QUOTED PASSAGE
While the headline numbers look impressive for DANGCEM at Naira-metrics we like to drill deeper for details that investors might have missed.

Looking at data from the recent period we find that while sales from rest of Africa contributed 22 percent of DANGCEMs total cement sales, they made up only 2.79 percent of profits or net income.

In other words of the N121.8 billion in profits DANGCEM made in the half year 2015 period, N118.4 billion came from Nigeria, N0.9 billion came from West and Central African operations, and N2.5 billion came from South and East African operations.

When Naira-metrics calculated profit margins for the rest of Africa it also looks pretty awful.

Nigerian operations had profit (EBIT) margins of 56.9 percent for the period (Nigeria revenues of N207.8 billion, EBIT of N118.4 billion).

 

The West and Central African operations had profit (EBIT) margins of 5.9 percent (regional revenue of N15.2 billion, EBIT of N0.9 billion).

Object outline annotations
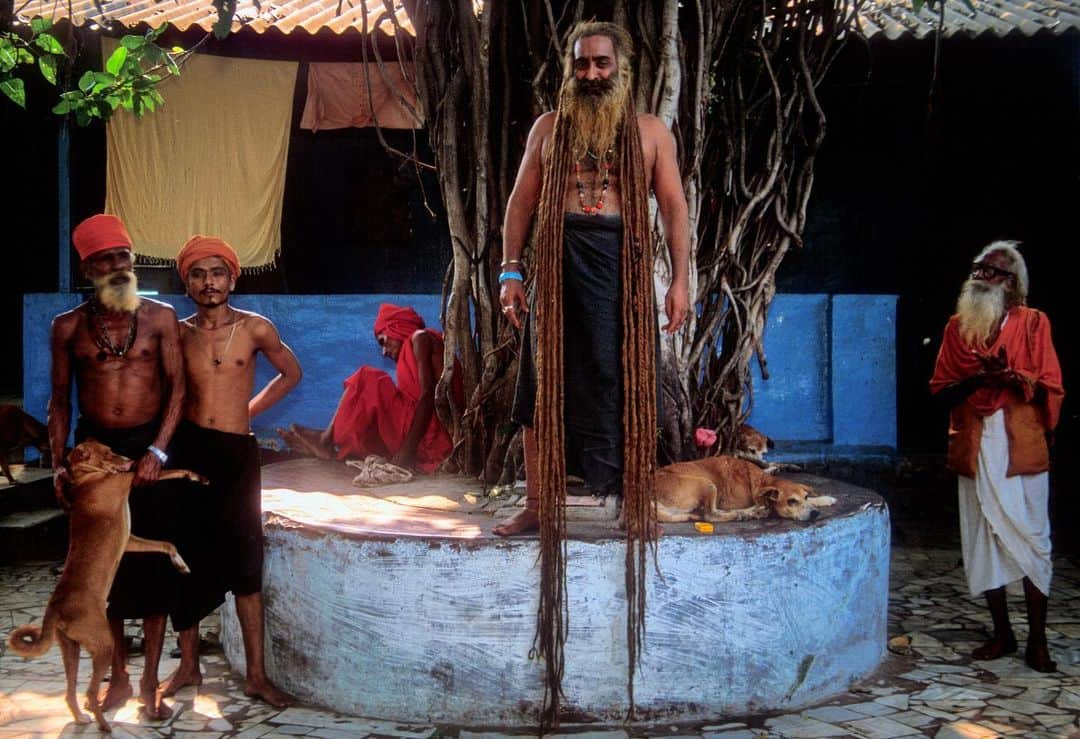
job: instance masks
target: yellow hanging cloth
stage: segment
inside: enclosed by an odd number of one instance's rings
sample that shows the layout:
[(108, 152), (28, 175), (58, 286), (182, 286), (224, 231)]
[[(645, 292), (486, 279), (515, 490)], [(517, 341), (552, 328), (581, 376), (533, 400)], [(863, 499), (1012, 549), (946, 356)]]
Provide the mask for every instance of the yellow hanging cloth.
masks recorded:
--
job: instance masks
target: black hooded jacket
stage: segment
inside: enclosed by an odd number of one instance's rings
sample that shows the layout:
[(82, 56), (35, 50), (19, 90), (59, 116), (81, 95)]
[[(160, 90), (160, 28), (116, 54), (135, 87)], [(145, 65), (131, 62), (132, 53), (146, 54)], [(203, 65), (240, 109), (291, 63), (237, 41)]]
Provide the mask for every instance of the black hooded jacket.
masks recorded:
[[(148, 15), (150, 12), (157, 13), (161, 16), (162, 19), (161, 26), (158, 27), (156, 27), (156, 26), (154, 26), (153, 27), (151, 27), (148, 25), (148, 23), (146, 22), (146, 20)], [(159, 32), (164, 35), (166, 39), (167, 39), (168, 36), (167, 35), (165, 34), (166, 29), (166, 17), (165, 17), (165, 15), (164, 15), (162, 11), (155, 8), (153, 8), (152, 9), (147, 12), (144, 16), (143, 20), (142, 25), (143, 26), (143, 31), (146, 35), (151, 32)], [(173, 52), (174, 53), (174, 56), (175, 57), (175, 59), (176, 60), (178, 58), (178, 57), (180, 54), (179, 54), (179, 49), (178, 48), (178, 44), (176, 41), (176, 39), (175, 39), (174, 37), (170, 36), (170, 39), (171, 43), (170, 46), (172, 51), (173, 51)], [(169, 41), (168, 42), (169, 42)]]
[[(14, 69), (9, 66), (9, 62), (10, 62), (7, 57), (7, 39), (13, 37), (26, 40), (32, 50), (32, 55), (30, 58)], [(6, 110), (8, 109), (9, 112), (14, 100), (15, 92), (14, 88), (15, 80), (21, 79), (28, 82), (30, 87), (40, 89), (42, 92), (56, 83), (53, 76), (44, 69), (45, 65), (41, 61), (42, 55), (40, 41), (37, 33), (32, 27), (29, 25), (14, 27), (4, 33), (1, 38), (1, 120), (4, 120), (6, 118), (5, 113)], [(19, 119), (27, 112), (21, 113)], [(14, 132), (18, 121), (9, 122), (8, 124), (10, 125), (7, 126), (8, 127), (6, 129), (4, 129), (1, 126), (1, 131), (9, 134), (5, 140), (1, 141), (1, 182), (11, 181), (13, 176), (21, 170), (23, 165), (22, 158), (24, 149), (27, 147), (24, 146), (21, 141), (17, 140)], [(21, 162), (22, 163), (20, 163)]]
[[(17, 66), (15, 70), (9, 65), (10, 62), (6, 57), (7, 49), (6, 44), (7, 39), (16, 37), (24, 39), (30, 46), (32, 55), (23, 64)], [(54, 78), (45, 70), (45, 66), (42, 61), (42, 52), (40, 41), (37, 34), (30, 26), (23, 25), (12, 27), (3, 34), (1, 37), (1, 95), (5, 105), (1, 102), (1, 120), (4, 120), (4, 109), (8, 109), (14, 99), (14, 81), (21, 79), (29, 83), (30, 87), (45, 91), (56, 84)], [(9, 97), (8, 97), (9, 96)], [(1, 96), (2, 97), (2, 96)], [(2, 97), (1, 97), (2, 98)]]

GIVEN PROBLEM 1
What profit (EBIT) margin did the Nigerian operations have for the period, according to the DANGCEM passage?
GIVEN PROBLEM 2
Retype everything in the DANGCEM passage from "While the headline" down to "of N118.4 billion).".
GIVEN PROBLEM 3
Continue the passage on DANGCEM's regional profits, starting after its final sentence.

TASK RESPONSE 1
56.9 percent

TASK RESPONSE 2
While the headline numbers look impressive for DANGCEM at Naira-metrics we like to drill deeper for details that investors might have missed.

Looking at data from the recent period we find that while sales from rest of Africa contributed 22 percent of DANGCEMs total cement sales, they made up only 2.79 percent of profits or net income.

In other words of the N121.8 billion in profits DANGCEM made in the half year 2015 period, N118.4 billion came from Nigeria, N0.9 billion came from West and Central African operations, and N2.5 billion came from South and East African operations.

When Naira-metrics calculated profit margins for the rest of Africa it also looks pretty awful.

Nigerian operations had profit (EBIT) margins of 56.9 percent for the period (Nigeria revenues of N207.8 billion, EBIT of N118.4 billion).

TASK RESPONSE 3
The South and East African operations had profit (EBIT) margins of 13 percent (regional revenue of N19.2 billion, EBIT of N2.5 billion).

 

This should be troubling to investors since DANGCEMs lofty valuation is partly supported by assumptions that ex Nigeria sales and profitability will ramp up in the near future.

DANGCEM notes in its investor presentation that its strong Nigerian margins were:

“Protected by pricing action, improved gas supply more use of coal, and production at more profitable plants.”

Average price per ton in Nigeria rose by 11 percent in the period.

 

Source: DANGCEM H1 2015 results Presentation

 

Since Dangote’s rest of Africa operations are mainly in saturated or slow growing markets like South Africa, Senegal or Ghana, it is difficult to see where margin expansion will come from for those markets since it will be difficult for the firm to raise prices.

Valuation

 DANGCEM is currently valued at a trailing twelve months (TTM) price to sales (P.S) ratio of 6.9 xs, compared to 1.91 xs (TTM) for Lafarge Africa.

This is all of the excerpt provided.